_Available records_.
== == ==

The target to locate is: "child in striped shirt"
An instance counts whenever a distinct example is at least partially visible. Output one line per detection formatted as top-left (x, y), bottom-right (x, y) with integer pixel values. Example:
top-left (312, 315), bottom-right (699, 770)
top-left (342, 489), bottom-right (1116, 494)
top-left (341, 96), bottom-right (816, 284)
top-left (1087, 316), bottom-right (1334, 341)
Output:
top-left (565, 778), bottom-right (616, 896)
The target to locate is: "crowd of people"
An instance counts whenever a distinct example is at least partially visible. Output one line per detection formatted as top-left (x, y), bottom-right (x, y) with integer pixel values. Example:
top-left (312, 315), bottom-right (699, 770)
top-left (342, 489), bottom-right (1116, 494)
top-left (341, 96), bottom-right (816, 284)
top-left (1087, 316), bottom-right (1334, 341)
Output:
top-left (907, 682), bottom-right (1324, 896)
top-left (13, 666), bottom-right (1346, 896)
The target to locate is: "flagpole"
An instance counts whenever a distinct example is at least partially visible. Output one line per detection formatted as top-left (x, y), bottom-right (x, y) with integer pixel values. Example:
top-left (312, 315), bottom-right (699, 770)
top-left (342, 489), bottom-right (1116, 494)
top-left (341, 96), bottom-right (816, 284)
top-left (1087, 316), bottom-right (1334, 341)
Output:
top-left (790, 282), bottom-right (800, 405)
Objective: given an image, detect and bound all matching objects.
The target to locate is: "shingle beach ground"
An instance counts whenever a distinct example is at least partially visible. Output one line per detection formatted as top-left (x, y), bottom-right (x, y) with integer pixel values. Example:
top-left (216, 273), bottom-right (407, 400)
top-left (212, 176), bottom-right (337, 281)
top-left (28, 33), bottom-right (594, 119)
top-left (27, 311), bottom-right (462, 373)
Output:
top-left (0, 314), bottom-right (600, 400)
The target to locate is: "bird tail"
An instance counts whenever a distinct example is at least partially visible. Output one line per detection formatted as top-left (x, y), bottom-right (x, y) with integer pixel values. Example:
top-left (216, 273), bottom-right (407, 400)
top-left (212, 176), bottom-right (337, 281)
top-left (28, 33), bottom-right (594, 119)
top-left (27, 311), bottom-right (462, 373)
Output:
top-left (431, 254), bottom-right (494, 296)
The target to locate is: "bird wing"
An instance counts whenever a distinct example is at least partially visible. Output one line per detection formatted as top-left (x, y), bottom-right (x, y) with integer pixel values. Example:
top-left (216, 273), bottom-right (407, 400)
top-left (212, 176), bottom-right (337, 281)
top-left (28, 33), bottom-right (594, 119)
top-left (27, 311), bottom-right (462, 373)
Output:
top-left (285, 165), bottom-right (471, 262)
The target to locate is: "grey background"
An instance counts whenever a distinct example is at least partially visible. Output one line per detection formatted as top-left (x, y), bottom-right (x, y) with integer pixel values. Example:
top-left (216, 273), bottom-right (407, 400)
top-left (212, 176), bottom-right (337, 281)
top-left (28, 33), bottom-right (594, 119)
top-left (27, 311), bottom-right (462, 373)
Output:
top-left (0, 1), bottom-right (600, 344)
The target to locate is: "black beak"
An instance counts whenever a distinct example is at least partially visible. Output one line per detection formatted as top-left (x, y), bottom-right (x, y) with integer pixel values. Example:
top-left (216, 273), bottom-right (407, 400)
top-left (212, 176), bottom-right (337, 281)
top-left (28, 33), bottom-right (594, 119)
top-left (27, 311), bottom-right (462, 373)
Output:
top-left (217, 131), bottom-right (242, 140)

== == ==

_What is asked_. Reproduce all of the entries above, putting "occurrence" wherever "instance" appears and keeping everything else the same.

_The result_.
The target to locate is: "child in striped shirt"
An occurrence counts whenever a distinct example is at least partially visible. Output one line per detection formatted as top-left (x, y), bottom-right (x, y) with integer pixel values. Example:
top-left (312, 315), bottom-right (699, 770)
top-left (342, 489), bottom-right (1116, 494)
top-left (341, 96), bottom-right (816, 284)
top-left (1087, 316), bottom-right (1334, 341)
Output:
top-left (565, 778), bottom-right (616, 896)
The target to locate is: "crowd of people"
An occurrence counts whenever a distinct example is at least partially visible. Output one line per detection formatted as top-left (x, y), bottom-right (x, y) with integer pixel values. Example:
top-left (312, 315), bottom-right (699, 770)
top-left (342, 489), bottom-right (1116, 494)
top-left (341, 96), bottom-right (816, 284)
top-left (1087, 316), bottom-right (1334, 341)
Output:
top-left (907, 682), bottom-right (1324, 896)
top-left (13, 666), bottom-right (1346, 896)
The target to locate is: "flagpole"
An occurrence counts whenever a distinct example is at least partially visible. Output one line per detection formatted as top-left (x, y), bottom-right (x, y) with integer pixel values. Example:
top-left (312, 315), bottom-right (699, 770)
top-left (342, 489), bottom-right (1116, 494)
top-left (341, 96), bottom-right (816, 284)
top-left (1087, 316), bottom-right (1334, 341)
Output:
top-left (790, 282), bottom-right (800, 405)
Objective: given an image, detect and bound all matching objects.
The target to locate is: "shingle beach ground"
An occurrence counts whenever a distinct example is at least partially visible. Output one line per detection formatted as top-left (x, y), bottom-right (x, y) with integer pixel values. Example:
top-left (216, 273), bottom-right (407, 400)
top-left (212, 176), bottom-right (337, 281)
top-left (28, 33), bottom-right (594, 119)
top-left (27, 311), bottom-right (462, 373)
Output:
top-left (0, 314), bottom-right (600, 400)
The target to locate is: "bird tail"
An occurrence counts whenever a distinct example is at least partially visible. Output one line per detection formatted as top-left (x, y), bottom-right (x, y) with integer pixel values. Example:
top-left (216, 273), bottom-right (407, 400)
top-left (212, 176), bottom-right (337, 281)
top-left (28, 33), bottom-right (594, 119)
top-left (27, 311), bottom-right (462, 373)
Output:
top-left (431, 254), bottom-right (494, 296)
The target to locate is: "bird wing"
An occurrence counts whenever a distinct example is at least partially visible. Output one line per detection formatted as top-left (x, y), bottom-right (x, y) with integer pixel values. Example:
top-left (216, 273), bottom-right (407, 400)
top-left (212, 176), bottom-right (337, 281)
top-left (28, 33), bottom-right (594, 119)
top-left (27, 311), bottom-right (462, 373)
Output:
top-left (285, 165), bottom-right (471, 262)
The target to locate is: "grey background"
An occurrence counts whenever a distinct example is at least partially visible. Output one line per detection formatted as top-left (x, y), bottom-right (x, y) with integer pixel values. Example:
top-left (216, 273), bottom-right (407, 400)
top-left (212, 176), bottom-right (337, 281)
top-left (28, 33), bottom-right (594, 119)
top-left (27, 311), bottom-right (462, 373)
Output:
top-left (0, 1), bottom-right (600, 344)
The target to locate is: "black beak"
An occurrence counts whenever a distinct example is at least partially visible. Output one line per detection formatted as top-left (x, y), bottom-right (x, y) with integer pixel values. Example:
top-left (216, 273), bottom-right (407, 400)
top-left (212, 176), bottom-right (337, 281)
top-left (28, 33), bottom-right (594, 119)
top-left (27, 311), bottom-right (462, 373)
Output:
top-left (217, 131), bottom-right (242, 140)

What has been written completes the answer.